**TEXT SHOWN:**
A Black-owned bakery in Columbus, Ohio closed its doors on Sunday after management said they received racist threats.
Bake Me Happy, located in Merion Village on the city’s Southside, closed for employee safety, according to a post on the business’ Facebook page.
“Due to numerous racially charged threats to our Merion Village location today, we have decided to close for the safety of our employees,” the post read, in part.
The news stunned the community, causing many to come to the bakery and place hearts all over the facade. Letha Pugh, the bakery’s co-founder, says her store was having one of its better weekends for business since the start of the coronavirus pandemic, however that exciting news was short-lived.
“This wasn’t just a random, out of the blue call,” Pugh told NBC 4. “This was a very targeted call and so I took it seriously.”
Pugh says someone called the bakery and went on a violent, racially charged tirade and demanded people vacate the building.
“That’s a threat, essentially,” she said to the news station. “I called the number back and the person answered the phone and just kind of went into saying a bunch of racial slurs.”
Pugh closed the store down to keep everyone safe. “I wasn’t going to take any chances, not in this day and age,” she said.
Pugh also said the caller called numerous times on Sunday.

**DATASET ENTRIES:**

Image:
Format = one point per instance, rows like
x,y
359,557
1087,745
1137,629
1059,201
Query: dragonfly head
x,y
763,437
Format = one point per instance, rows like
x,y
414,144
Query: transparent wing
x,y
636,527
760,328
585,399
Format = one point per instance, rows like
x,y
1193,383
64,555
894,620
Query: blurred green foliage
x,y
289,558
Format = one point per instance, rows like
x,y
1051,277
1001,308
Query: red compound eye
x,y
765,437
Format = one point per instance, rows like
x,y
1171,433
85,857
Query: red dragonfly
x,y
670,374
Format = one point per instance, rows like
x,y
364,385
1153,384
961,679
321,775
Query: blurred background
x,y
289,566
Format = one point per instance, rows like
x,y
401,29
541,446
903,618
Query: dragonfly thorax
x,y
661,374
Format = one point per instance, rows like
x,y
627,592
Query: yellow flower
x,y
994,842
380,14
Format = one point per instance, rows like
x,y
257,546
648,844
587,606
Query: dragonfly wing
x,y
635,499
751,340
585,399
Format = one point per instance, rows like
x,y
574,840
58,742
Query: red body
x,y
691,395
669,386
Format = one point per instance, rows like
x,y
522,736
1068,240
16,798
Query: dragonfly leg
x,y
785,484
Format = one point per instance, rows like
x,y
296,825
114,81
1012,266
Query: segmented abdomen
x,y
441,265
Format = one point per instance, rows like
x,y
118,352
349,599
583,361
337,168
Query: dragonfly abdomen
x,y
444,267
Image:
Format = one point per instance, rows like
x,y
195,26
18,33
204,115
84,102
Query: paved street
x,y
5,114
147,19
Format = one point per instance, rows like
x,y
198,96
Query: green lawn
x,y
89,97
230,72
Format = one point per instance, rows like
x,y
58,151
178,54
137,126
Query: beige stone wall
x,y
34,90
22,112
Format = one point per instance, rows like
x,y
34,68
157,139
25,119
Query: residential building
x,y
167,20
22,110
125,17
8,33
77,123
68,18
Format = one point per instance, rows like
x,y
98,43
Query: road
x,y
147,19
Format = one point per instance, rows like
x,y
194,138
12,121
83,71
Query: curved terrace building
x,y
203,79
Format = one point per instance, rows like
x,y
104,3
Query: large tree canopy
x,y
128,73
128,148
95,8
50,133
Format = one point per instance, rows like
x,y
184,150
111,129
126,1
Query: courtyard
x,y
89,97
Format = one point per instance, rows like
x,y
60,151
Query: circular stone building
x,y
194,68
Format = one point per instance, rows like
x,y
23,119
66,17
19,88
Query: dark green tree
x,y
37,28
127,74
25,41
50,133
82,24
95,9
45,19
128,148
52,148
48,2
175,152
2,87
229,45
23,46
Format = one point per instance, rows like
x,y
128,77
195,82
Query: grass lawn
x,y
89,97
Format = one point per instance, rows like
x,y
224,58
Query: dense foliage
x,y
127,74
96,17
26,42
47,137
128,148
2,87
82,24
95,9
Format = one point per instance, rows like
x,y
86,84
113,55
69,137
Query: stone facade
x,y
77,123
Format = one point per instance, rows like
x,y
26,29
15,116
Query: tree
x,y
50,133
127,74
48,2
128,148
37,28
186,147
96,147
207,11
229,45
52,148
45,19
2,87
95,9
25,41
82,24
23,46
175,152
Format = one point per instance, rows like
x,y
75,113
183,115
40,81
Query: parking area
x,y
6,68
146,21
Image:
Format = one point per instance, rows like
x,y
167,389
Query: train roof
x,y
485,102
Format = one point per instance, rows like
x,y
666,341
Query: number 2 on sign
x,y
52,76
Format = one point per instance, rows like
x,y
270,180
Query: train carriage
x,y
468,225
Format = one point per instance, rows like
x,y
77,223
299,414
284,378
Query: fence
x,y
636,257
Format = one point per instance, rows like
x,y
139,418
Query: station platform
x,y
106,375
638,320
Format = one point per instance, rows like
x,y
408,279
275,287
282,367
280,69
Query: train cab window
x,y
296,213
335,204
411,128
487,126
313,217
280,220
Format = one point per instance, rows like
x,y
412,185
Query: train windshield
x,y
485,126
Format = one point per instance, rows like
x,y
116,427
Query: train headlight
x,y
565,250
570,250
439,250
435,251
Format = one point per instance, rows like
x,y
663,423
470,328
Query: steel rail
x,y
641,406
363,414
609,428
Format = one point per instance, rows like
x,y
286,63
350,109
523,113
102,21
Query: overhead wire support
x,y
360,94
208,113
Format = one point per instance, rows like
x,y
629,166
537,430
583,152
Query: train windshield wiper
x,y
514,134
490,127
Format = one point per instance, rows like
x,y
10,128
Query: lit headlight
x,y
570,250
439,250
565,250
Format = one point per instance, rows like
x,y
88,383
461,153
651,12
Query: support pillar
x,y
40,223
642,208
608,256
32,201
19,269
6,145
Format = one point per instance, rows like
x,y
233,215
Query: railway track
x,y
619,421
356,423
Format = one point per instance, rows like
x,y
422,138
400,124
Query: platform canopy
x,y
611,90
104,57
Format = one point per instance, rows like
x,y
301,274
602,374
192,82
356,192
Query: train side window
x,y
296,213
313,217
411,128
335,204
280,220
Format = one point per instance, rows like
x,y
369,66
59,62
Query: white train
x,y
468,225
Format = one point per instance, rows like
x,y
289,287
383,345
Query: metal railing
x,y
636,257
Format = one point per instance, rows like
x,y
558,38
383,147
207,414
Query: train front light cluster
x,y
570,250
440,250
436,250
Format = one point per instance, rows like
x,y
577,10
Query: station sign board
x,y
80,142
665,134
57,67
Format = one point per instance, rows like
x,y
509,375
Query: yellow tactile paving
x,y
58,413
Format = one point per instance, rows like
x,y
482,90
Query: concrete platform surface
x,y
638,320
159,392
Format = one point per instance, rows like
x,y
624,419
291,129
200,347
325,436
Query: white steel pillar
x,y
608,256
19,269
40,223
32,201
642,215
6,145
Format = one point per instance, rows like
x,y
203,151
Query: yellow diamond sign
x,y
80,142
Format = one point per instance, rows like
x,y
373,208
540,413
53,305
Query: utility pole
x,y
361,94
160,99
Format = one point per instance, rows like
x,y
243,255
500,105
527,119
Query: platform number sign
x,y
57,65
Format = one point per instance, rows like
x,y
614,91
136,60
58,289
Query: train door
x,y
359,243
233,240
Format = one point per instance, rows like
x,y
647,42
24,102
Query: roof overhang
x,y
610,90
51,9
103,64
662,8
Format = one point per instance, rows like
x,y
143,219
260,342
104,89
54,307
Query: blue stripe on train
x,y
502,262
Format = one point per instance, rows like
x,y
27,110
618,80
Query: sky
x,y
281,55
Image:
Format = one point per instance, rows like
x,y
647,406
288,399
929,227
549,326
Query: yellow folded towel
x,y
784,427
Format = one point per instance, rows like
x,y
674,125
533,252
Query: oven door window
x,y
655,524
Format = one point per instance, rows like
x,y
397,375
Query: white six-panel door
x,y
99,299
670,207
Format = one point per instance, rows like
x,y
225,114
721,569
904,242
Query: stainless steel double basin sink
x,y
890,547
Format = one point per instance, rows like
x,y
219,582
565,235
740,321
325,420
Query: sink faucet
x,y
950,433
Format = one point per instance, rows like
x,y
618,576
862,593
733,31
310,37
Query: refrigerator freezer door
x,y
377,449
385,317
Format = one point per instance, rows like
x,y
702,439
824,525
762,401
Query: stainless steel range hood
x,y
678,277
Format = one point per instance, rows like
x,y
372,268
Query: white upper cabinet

**WHAT THIS EXERCISE ASKS:**
1. In the bakery article, where is Bake Me Happy located?
2. Rewrite the paragraph of the bakery article that begins "The news stunned the community" in fewer words, keeping its main facts.
3. Set down a passage from the bakery article word for word, beginning at the words that have "Bake Me Happy, located" and stopping after "news was short-lived.".

**RESPONSES PER TASK:**
1. It is in Merion Village, on the Southside of Columbus, Ohio.

2. The news shocked the community, and many people came to the bakery to put hearts all over its facade. Co-founder Letha Pugh says the store had been having one of its better business weekends since the coronavirus pandemic began, but that good news didn't last.

3.
Bake Me Happy, located in Merion Village on the city’s Southside, closed for employee safety, according to a post on the business’ Facebook page.
“Due to numerous racially charged threats to our Merion Village location today, we have decided to close for the safety of our employees,” the post read, in part.
The news stunned the community, causing many to come to the bakery and place hearts all over the facade. Letha Pugh, the bakery’s co-founder, says her store was having one of its better weekends for business since the start of the coronavirus pandemic, however that exciting news was short-lived.